- 本文抜粋:
══════════════════════════════
―獣医師ならではの苦労について聞かせてください。
例えば、人間相手だと言葉でコミュニケーションがとれます。しかし、動物相手の場合はそれができない。そこが、獣医師が最も苦労するところですね。開業当時に比べると断層撮影や放射線療法など、検査や治療の進歩は目覚ましいものがありながらも、ワンちゃんのお小水ひとつ取ることに苦労する現実に変わりはありません。ペットに対して「今、注射するから痛いかもしれないけど、これで良くなるんだよ」と伝えることができない。ペットにしてみれば、治療の前後でどれだけ優しくされても「この人は痛いことをする人だ」という認識は消えない。言葉で理解してもらえないので、それ以外の部分でペットと分かり合う努力が獣医師には求められる、ということです。
―ペットの治療で大切な資質とはなんでしょうか。
══════════════════════════════
- 資料抜粋:
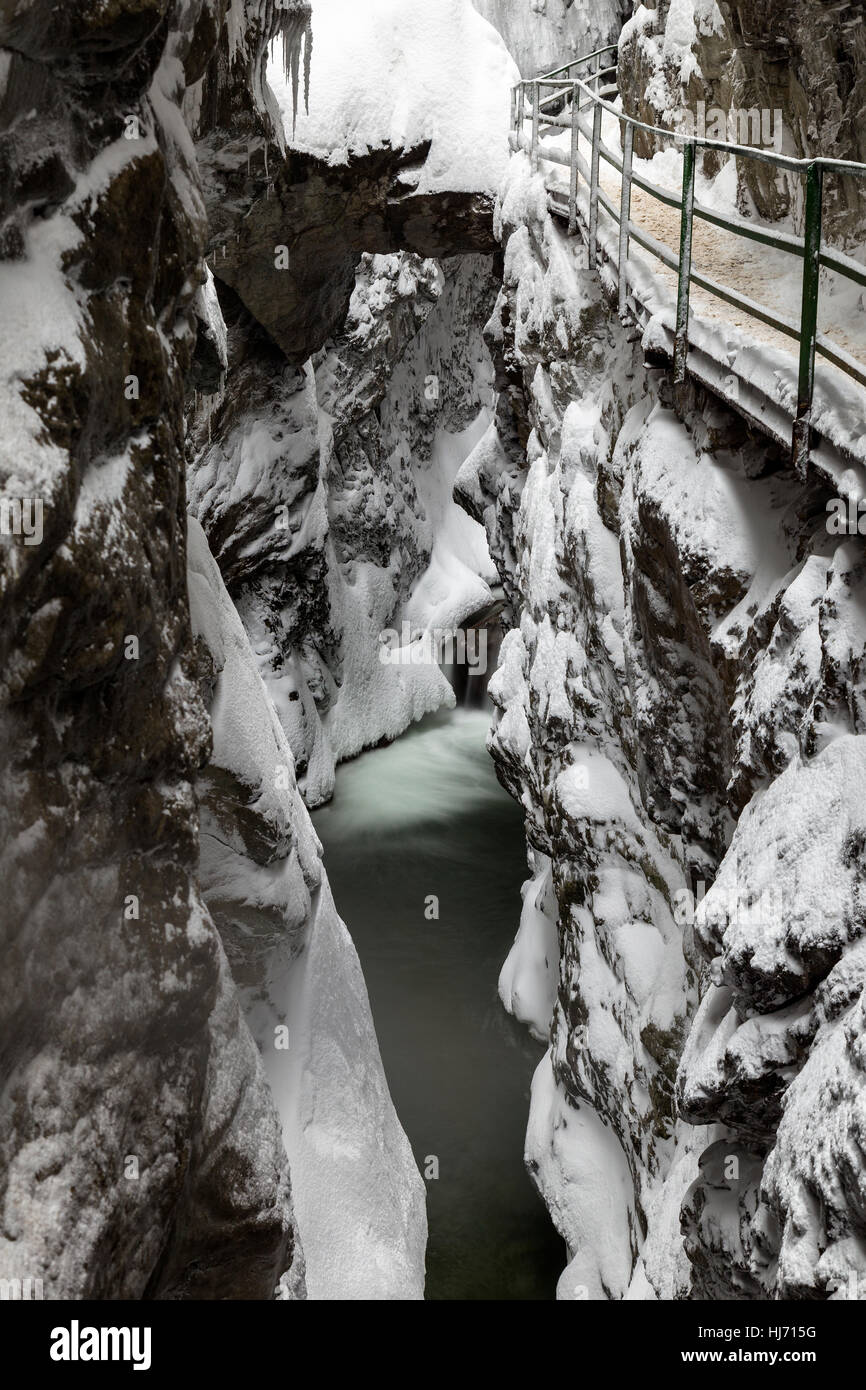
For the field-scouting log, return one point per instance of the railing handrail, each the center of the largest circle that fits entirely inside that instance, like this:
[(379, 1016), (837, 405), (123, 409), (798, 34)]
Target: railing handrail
[(808, 248)]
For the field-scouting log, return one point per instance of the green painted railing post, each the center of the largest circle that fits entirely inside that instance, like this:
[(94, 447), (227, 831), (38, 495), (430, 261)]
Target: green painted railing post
[(626, 214), (573, 170), (687, 225), (597, 146), (535, 120), (808, 320)]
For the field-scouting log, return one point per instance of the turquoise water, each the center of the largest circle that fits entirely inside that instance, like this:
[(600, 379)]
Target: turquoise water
[(426, 819)]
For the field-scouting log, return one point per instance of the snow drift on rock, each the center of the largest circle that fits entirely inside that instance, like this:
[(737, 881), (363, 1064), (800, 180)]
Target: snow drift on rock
[(403, 72)]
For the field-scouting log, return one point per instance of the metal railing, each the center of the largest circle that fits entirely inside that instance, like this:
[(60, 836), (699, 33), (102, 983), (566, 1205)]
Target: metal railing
[(585, 84)]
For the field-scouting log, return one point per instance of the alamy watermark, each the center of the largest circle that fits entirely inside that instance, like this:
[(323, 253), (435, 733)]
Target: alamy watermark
[(21, 1290), (21, 516), (435, 647), (847, 516), (761, 128)]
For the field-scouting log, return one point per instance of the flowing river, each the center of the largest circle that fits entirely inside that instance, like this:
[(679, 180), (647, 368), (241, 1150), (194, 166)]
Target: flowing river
[(414, 829)]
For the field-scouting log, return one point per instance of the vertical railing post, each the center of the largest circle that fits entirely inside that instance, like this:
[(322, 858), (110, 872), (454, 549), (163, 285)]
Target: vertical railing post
[(687, 225), (597, 146), (808, 319), (535, 118), (626, 213), (574, 150)]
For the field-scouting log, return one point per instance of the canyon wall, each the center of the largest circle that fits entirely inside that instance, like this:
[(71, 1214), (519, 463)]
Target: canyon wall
[(167, 898), (680, 713), (541, 35)]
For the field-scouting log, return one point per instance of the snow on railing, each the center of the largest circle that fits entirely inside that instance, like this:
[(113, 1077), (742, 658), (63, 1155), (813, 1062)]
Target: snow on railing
[(587, 84)]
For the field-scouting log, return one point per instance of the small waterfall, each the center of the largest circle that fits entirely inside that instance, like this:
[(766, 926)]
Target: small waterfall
[(474, 655)]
══════════════════════════════
- 設問:
- a) 獣医師へのインタビューによると、獣医師が最も苦労するところは何ですか。
- b) 獣医師へのインタビューを、最後の文の後から続けてください。

- 解答:
- a) 動物相手では言葉でコミュニケーションがとれないところです。

- b)
学問を追求するだけでは、命を追求できない。これは、獣医師になるため、必至に勉強をしていた学生時代には気付かなかったことです。獣医師は医学以外に必要なものがある。治療を嫌がって暴れるペットに対し、毎回力づくで押さえつけるやり方は必ずしも正解とは言えないでしょう。私を指導してくれた先輩方は、動物への接し方がとても自然で、治療以外の技術に長けていました。これは機器や技術が進歩した今だからこそ見直されるべきところだと思います。自分の魂胆だけを押し付けても、相手は思い通りに動いてくれない。愛情があって、そこに獣医師としての知識を持ってペットと接する技術が必要です。動物がどんなことに怖がり、どんなことに喜ぶのか。それを知っているのがプロの獣医師だと思います。私自身も苦労していることですが、若い獣医師と、この部分について一緒に考えたいですね。
―先生にとって、獣医師とはどんな仕事ですか?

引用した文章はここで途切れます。